### What you are asked to do
Copy out all of the material exactly.

### Provided records
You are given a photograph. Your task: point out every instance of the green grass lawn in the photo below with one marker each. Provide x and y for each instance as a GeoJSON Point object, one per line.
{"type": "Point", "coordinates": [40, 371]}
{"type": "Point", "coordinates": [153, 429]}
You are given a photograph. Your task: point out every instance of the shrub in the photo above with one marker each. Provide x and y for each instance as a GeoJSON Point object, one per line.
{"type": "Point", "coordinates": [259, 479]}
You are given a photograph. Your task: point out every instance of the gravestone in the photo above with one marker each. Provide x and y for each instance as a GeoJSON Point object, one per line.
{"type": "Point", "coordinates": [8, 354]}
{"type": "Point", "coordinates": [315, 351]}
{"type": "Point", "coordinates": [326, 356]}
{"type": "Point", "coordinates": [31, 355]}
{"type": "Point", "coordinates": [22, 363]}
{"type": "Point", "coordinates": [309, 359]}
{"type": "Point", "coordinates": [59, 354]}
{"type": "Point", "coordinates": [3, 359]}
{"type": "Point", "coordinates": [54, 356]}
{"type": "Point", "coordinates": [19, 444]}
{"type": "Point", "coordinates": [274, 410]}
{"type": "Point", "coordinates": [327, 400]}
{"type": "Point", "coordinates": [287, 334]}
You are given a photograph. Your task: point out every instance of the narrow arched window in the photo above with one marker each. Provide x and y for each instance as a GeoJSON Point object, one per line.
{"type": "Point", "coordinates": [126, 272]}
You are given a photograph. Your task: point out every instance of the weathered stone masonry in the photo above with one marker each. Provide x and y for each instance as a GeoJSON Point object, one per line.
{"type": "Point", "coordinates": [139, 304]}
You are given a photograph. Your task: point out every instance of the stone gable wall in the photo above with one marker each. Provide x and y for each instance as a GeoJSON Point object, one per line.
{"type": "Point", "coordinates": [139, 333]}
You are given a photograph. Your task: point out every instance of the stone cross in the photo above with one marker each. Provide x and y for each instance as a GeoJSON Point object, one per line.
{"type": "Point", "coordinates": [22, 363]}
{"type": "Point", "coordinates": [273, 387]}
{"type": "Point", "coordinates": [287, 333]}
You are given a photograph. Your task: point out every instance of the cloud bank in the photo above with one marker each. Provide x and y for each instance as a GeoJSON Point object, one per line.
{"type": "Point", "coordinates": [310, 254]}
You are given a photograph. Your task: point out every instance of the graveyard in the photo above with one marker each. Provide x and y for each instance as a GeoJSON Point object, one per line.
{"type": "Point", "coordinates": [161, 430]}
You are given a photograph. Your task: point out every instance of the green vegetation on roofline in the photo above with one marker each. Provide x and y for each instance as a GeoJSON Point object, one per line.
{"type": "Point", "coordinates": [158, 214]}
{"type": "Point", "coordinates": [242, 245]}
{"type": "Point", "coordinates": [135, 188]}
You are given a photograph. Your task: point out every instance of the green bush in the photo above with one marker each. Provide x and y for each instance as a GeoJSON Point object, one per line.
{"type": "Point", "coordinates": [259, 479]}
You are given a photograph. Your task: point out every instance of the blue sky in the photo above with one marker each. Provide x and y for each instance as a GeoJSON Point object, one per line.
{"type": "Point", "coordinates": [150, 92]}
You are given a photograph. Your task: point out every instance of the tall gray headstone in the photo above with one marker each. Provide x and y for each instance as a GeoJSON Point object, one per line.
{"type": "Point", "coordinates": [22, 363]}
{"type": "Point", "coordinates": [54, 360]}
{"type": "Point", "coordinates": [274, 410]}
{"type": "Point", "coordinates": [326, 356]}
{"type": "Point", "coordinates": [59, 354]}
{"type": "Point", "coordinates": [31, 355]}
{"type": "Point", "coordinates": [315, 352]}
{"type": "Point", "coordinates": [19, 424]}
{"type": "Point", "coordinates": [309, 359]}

### In response
You are given a photograph. Your task: point out every instance of the green grass lawn in the photo below with one marker each. Provide x and y for each instance as a GeoJSON Point object, one per line.
{"type": "Point", "coordinates": [40, 371]}
{"type": "Point", "coordinates": [153, 429]}
You are given a photograph. Your task: point out every instance of the shrub in the photo above with one marker each. Provide x and y for each instance as a GeoJSON Point object, one per line.
{"type": "Point", "coordinates": [259, 479]}
You are given a photograph. Your task: point out every instance of the gravestone in the photo above with one marker each. Provide x and y for each instance as a GeoJSON Point object, one per line.
{"type": "Point", "coordinates": [8, 354]}
{"type": "Point", "coordinates": [315, 351]}
{"type": "Point", "coordinates": [326, 356]}
{"type": "Point", "coordinates": [31, 355]}
{"type": "Point", "coordinates": [22, 363]}
{"type": "Point", "coordinates": [309, 359]}
{"type": "Point", "coordinates": [59, 354]}
{"type": "Point", "coordinates": [3, 359]}
{"type": "Point", "coordinates": [54, 356]}
{"type": "Point", "coordinates": [19, 444]}
{"type": "Point", "coordinates": [274, 410]}
{"type": "Point", "coordinates": [327, 400]}
{"type": "Point", "coordinates": [287, 334]}
You are given a photograph. Your task: point out every instance of the narrow arched window in the photo above with one marker each. Provide x and y for each instance as a GeoJSON Point object, one per line.
{"type": "Point", "coordinates": [126, 272]}
You are given a photograph. Your task: point out every instance of the weathered stone masonry in the photo above with one marker each. Provide x and y for each instance as a GeoJSON Point object, one per line.
{"type": "Point", "coordinates": [139, 304]}
You are given a photograph. Your task: point out every instance of the stone gable wall in the photo above with one marker each. Provide x and y for each instance as a GeoJSON Point object, one per line.
{"type": "Point", "coordinates": [139, 333]}
You are given a photograph. Your task: point out every instance of the stone cross in the photo above with one marker each. Provide x and y for each instance as a GeoJSON Point object, one per line.
{"type": "Point", "coordinates": [22, 363]}
{"type": "Point", "coordinates": [273, 387]}
{"type": "Point", "coordinates": [287, 333]}
You are given a photograph. Your task: point out every instance of the cloud bank in the photo above with one marker each. Provide x and y for each instance as a GeoJSON Point object, one per line.
{"type": "Point", "coordinates": [310, 254]}
You are given a photograph. Your task: point out every instance of the graveyard in the photo above with one marker each. Provide x and y for each instance as a GeoJSON Point object, one per line.
{"type": "Point", "coordinates": [161, 430]}
You are given a photograph. Your task: point out every instance of the green vegetation on roofline in the photo above with one marker each. Provide x and y for each instance as a GeoJSON Point object, one per line.
{"type": "Point", "coordinates": [158, 214]}
{"type": "Point", "coordinates": [242, 245]}
{"type": "Point", "coordinates": [135, 188]}
You are given a photograph. Your task: point out every instance of the green bush in the photo above with one marker each. Provide x and y for each instance as a GeoJSON Point object, one per line.
{"type": "Point", "coordinates": [259, 479]}
You are given a photograph. Your task: point out every instance of the blue sky in the photo above with one marker each. Provide x and y for each instance as a GeoJSON Point object, one per line.
{"type": "Point", "coordinates": [150, 92]}
You are given a photograph. Your task: point out every instance of the tall gray headstone in the photo above with one marker each. Provide x and y for each instance as a GeoJSON Point object, one per line.
{"type": "Point", "coordinates": [22, 363]}
{"type": "Point", "coordinates": [54, 360]}
{"type": "Point", "coordinates": [274, 410]}
{"type": "Point", "coordinates": [326, 356]}
{"type": "Point", "coordinates": [59, 354]}
{"type": "Point", "coordinates": [31, 355]}
{"type": "Point", "coordinates": [315, 352]}
{"type": "Point", "coordinates": [19, 424]}
{"type": "Point", "coordinates": [309, 359]}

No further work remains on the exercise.